(Task prompt):
Count the lines in the entries below that contain the word "player", and give only that number.

-- START Information given --

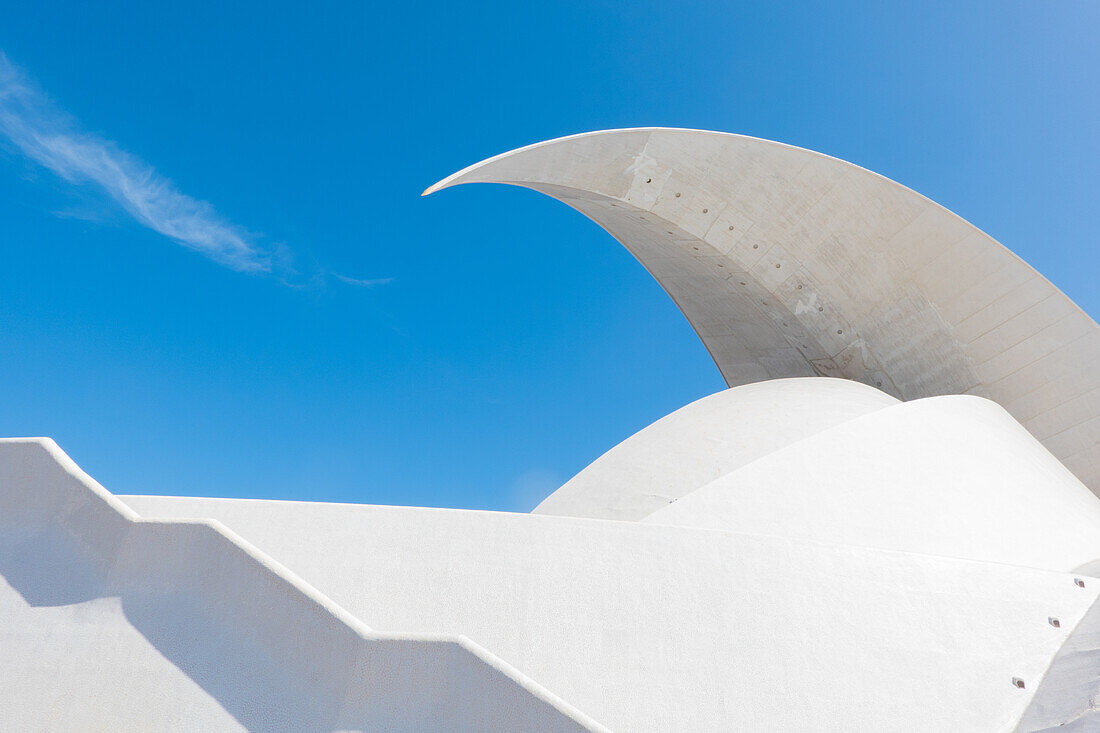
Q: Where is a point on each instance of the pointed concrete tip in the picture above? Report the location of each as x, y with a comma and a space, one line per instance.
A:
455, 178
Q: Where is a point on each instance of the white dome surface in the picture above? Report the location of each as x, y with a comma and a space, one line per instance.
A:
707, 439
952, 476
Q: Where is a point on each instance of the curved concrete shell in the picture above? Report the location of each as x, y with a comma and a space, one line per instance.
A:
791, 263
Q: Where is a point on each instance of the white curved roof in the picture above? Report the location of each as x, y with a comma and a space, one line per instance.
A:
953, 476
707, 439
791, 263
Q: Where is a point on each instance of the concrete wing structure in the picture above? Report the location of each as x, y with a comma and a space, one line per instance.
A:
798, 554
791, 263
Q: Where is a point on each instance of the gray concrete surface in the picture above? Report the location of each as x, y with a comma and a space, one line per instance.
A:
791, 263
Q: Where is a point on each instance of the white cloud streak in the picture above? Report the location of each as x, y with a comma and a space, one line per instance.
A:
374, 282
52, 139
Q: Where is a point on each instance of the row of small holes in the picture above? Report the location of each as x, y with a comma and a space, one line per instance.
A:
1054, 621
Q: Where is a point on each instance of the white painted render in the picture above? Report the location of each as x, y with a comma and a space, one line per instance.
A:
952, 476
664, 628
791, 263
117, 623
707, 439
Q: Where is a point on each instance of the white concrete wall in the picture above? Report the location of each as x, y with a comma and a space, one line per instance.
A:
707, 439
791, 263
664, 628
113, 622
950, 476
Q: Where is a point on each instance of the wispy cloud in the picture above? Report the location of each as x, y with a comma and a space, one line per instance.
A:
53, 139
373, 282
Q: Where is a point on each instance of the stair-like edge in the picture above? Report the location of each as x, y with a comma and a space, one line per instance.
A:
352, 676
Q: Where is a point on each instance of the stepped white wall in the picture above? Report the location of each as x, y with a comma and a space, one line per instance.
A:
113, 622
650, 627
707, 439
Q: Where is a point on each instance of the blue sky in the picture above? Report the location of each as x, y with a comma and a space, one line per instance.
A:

-- END Information given --
-- START Information given --

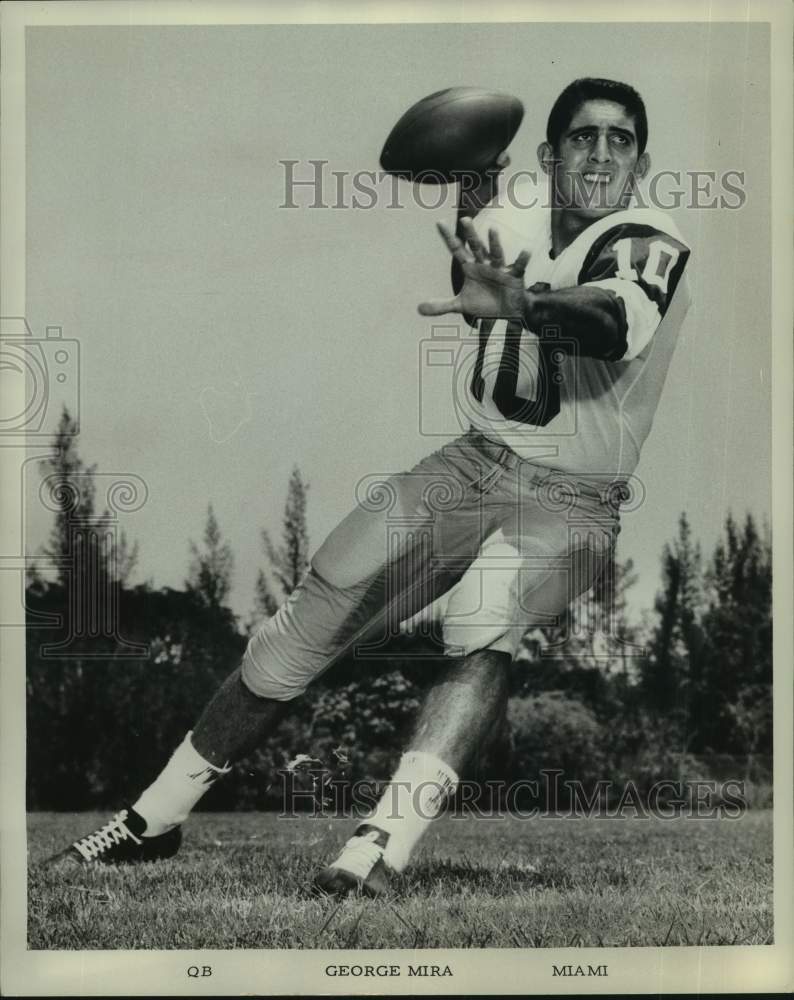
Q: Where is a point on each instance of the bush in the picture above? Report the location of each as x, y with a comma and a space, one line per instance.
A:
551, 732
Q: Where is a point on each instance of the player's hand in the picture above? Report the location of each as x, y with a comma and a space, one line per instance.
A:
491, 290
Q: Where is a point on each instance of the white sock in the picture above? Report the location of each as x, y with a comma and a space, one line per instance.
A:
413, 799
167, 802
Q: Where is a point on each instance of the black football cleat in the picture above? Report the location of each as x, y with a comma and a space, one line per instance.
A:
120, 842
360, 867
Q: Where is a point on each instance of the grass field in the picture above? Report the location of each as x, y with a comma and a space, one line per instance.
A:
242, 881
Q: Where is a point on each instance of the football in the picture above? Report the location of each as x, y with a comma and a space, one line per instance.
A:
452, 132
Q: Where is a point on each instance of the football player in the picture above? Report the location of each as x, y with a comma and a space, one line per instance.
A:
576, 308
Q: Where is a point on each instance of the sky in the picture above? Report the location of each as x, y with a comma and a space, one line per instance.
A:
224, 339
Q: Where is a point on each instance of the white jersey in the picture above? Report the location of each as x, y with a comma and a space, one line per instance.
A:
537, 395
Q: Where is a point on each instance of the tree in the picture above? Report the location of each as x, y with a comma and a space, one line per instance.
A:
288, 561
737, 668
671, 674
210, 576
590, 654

-- END Information given --

(Reply to the task):
2